(Dataset entries)

********************

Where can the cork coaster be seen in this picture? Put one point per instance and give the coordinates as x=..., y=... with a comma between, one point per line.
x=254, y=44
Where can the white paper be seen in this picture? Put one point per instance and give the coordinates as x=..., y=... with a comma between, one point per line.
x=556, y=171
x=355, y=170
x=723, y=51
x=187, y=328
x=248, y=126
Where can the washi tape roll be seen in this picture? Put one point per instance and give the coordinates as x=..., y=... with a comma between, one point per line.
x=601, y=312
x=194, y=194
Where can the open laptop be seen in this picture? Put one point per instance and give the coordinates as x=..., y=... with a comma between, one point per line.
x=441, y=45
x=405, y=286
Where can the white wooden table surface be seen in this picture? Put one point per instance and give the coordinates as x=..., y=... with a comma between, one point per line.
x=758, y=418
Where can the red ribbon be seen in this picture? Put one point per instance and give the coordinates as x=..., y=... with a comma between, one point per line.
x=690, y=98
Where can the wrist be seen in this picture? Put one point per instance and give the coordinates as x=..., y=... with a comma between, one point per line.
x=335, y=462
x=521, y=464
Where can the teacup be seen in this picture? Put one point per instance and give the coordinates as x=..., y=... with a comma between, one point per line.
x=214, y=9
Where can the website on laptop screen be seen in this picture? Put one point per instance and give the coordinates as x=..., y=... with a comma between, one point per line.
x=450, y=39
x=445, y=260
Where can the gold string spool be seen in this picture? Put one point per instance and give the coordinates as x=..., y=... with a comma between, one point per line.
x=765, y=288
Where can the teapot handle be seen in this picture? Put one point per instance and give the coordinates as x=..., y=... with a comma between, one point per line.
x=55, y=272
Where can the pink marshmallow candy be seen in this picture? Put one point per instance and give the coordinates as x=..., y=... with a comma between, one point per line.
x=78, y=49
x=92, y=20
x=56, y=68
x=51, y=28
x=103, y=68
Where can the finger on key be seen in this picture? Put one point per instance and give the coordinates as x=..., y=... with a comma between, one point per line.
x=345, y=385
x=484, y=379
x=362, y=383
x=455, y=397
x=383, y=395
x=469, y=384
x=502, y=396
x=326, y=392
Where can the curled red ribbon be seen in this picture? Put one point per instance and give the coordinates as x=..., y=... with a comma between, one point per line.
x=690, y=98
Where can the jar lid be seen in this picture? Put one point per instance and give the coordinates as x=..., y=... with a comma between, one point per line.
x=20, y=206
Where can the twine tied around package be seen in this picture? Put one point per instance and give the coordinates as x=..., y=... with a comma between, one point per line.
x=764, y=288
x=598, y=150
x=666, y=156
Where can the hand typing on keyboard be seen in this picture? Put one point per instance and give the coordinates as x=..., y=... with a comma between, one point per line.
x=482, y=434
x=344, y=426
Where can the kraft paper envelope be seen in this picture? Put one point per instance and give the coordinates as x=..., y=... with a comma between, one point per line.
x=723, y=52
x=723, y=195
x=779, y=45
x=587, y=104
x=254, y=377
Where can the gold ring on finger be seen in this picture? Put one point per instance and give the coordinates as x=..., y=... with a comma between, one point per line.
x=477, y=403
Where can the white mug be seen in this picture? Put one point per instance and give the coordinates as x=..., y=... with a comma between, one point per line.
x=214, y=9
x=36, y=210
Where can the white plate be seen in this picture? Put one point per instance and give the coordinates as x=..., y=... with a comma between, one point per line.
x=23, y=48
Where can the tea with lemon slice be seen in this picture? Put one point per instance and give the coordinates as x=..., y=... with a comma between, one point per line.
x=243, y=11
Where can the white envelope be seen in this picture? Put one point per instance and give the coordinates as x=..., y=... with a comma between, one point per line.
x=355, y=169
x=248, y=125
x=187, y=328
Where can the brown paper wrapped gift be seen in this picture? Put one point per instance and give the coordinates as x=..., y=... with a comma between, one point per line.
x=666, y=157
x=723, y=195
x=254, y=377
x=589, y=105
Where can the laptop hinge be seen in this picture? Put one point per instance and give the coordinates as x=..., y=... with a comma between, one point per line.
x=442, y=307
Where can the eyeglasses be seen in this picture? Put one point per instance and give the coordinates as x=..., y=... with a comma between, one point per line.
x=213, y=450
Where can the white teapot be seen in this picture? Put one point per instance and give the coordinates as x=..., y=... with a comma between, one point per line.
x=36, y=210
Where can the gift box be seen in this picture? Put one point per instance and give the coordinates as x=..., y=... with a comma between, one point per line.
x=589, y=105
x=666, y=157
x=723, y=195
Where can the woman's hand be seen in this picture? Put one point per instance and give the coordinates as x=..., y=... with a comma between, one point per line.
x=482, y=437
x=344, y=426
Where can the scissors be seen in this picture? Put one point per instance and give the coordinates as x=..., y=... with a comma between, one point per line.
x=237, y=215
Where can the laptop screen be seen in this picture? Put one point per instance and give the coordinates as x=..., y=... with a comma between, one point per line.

********************

*ACTION ITEM*: The whole block of data above should be printed again verbatim.

*RESULT FOR THIS TASK*:
Where can the cork coaster be seen in this picture? Put one point per instance and give the coordinates as x=..., y=... with a comma between, one point per line.
x=254, y=44
Where can the white paper be seen in this picture? Put one point per instance and give the coordinates as x=..., y=... with a comma between, one point per line.
x=556, y=171
x=355, y=170
x=723, y=51
x=187, y=328
x=248, y=126
Where can the washi tape roll be seen in this picture? Put one point per instance and give the coordinates as x=..., y=... with a comma between, one point per line.
x=601, y=312
x=194, y=194
Where can the open laptop be seen in this picture? Put one point per instance and give the coordinates as x=..., y=... with a comma between, one point per line.
x=441, y=45
x=405, y=286
Where can the white wooden table surface be seen in this picture? Put one point per instance and give the coordinates as x=..., y=... with a comma between, one point per line.
x=758, y=418
Where can the red ribbon be seen in this picture? Put one point per instance and give the coordinates as x=..., y=... with a comma between, one point per line.
x=690, y=98
Where can the wrist be seen in this picture? Put one point per instance and give the coordinates as x=..., y=... with a comma between, one point per line.
x=335, y=462
x=521, y=464
Where can the teacup be seen in this picture? Put one point per instance and give the coordinates as x=..., y=... with a comma between, one point per line.
x=214, y=9
Where can the website on laptop screen be seen in this picture? Put one point per instance and give the coordinates as x=..., y=... with a comma between, one point per line.
x=450, y=39
x=445, y=260
Where can the gold string spool be seen in this picture? Put one point per instance and give the coordinates as x=..., y=... with a comma between, one point per line.
x=765, y=288
Where can the teapot handle be seen in this picture? Put one point per instance and give the coordinates as x=..., y=... with a comma between, one point per line.
x=55, y=272
Where can the pink marshmallow candy be seen in this picture? Put one point per instance and give the coordinates as x=..., y=... with a comma between, one point per line.
x=78, y=49
x=92, y=20
x=56, y=68
x=51, y=28
x=103, y=68
Where can the finger on key be seen in this picture? Put one point per instance and give the coordinates as x=..., y=... with a comma between, one point per line.
x=345, y=385
x=484, y=379
x=362, y=383
x=455, y=397
x=383, y=395
x=469, y=384
x=502, y=396
x=326, y=392
Where can the curled red ribbon be seen in this picture? Put one point per instance and give the coordinates as x=..., y=... with a comma between, one point per line.
x=690, y=98
Where can the jar lid be seen in this picture? Put one point per instance and give the coordinates as x=..., y=... with a comma between, one point per line.
x=20, y=206
Where can the twine tied around package be seen in this picture? Put one point per instance and give the coordinates as x=..., y=... with a comma between, one point per line.
x=764, y=288
x=598, y=150
x=666, y=156
Where can the hand typing on keyboard be seen in this picture? Put one point per instance and give the coordinates as x=..., y=... with a comma between, one point per line.
x=482, y=434
x=344, y=426
Where can the kraft paper envelope be seen in this picture? Put one point per instance and give the coordinates as x=..., y=... with a comma between, one point per line.
x=723, y=52
x=723, y=195
x=779, y=45
x=587, y=104
x=254, y=377
Where can the gold ring on finger be seen in this picture? Put one point per instance and give the coordinates as x=..., y=... with a comma between, one point per line.
x=477, y=403
Where can the white mug be seen in this picture? Put one point per instance and give the coordinates as x=..., y=... with a comma between, one point per line.
x=214, y=9
x=36, y=210
Where can the white plate be seen in this picture? Put one point per instance and give the coordinates as x=..., y=... with a comma between, one point per line.
x=23, y=48
Where can the tea with lemon slice be seen in this picture? Put one point per instance and give the coordinates as x=..., y=... with a comma between, one point per line.
x=243, y=11
Where can the white envelope be seen in this picture? Put one point per instance and give the coordinates as x=..., y=... with a comma between, one point per line.
x=355, y=169
x=248, y=125
x=187, y=328
Where can the brown paper wrapped gift be seen in this picture? Put one point per instance and give the coordinates as x=..., y=... with a comma between, one point per line.
x=666, y=157
x=723, y=195
x=254, y=377
x=589, y=105
Where can the laptop hinge be seen in this picture? Put one point per instance and give the coordinates as x=..., y=... with a comma between, one point per line.
x=442, y=307
Where can the eyeglasses be seen in this picture? Put one point per instance and give the coordinates as x=..., y=... with a comma between, one point per line.
x=213, y=450
Where can the white teapot be seen in this picture? Put one point per instance and give the coordinates as x=..., y=... with a comma between, one point per line.
x=36, y=210
Where can the gift box be seen in this picture? Put one point per instance and give the coordinates as x=..., y=... with a comma between, one point per line.
x=589, y=105
x=666, y=157
x=723, y=195
Where can the woman's hand be seen in this picture? Put one point per instance and give the coordinates as x=..., y=... with a comma between, one point per line.
x=482, y=437
x=344, y=426
Where can the scissors be seen in this picture? Put one point per instance and give the coordinates as x=..., y=... with a comma between, one point per line.
x=237, y=215
Where can the laptop screen be seen in this picture? Put one point per instance and give the coordinates as x=..., y=... with a comma between, one point per line.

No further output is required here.